• [Фрагмент страницы]

»»

Школа имени К. Либкнехта
Когда я прибыл в Москву в 1932 году, эта школа размещалась в небольшом здании на Садовой, в непосредственной близости от улицы Кирова. Собственно говоря, здесь были две школы — немецкая и англоамериканская. Последняя занимала лишь несколько классовых помещений, в которых обучались дети иностранных специалистов, в основном из США.
Гораздо разношерстное был состав немецкой школы. Здесь можно было встретить детей немцев Поволжья, политэмигрантов не только из Германии, но также Румынии, Болгарии и Венгрии, учащихся еврейской национальности, детей советских специалистов и работников Наркомвнеш-торга, долго работающих за границей, детей немецких специалистов и других. С приходом к власти Гитлера в 1933 году прибавились дети немецких антифашистов, а в 1934 году, после февральского восстания в Флоридсдорфе, дети австрийских шуцбундовцев.
В моем классе добрая половина учеников была еврейской национальности, родители которых когда-то работали в Германии или же просто хотели, чтобы их дети изучали немецкий язык.

««

• [Исходные данные]

»»

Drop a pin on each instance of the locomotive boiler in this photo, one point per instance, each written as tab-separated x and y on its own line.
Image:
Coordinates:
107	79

««
»»

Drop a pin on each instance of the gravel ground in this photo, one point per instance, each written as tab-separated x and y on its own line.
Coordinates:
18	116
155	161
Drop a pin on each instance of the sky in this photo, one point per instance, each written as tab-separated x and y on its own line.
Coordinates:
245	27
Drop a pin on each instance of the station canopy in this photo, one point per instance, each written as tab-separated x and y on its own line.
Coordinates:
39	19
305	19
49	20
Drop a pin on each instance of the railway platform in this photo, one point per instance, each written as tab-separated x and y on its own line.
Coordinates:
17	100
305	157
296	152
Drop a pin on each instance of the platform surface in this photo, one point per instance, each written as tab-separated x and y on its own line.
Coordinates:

««

• [Задание 1]
Ответьте на вопросы по фрагменту о школе имени К. Либкнехта:
(a) Где размещалась школа в 1932 году?
(b) Чьи дети обучались в англоамериканской школе?
(c) Чьи дети прибавились в немецкой школе в 1934 году?
• [Задание 2] Перескажите короче абзац фрагмента о школе имени К. Либкнехта, начинающийся словами «Когда я прибыл в Москву», сохранив основные факты.

• [Решение задачи 1]
(a) В небольшом здании на Садовой, в непосредственной близости от улицы Кирова.
(b) Дети иностранных специалистов, в основном из США.
(c) Дети австрийских шуцбундовцев (после февральского восстания в Флоридсдорфе).

• [Решение задачи 2] В 1932 году школа находилась в небольшом здании на Садовой, рядом с улицей Кирова. В нем размещались две школы: немецкая и англоамериканская. Англоамериканская занимала лишь несколько классов, где учились дети иностранных специалистов, в основном из США.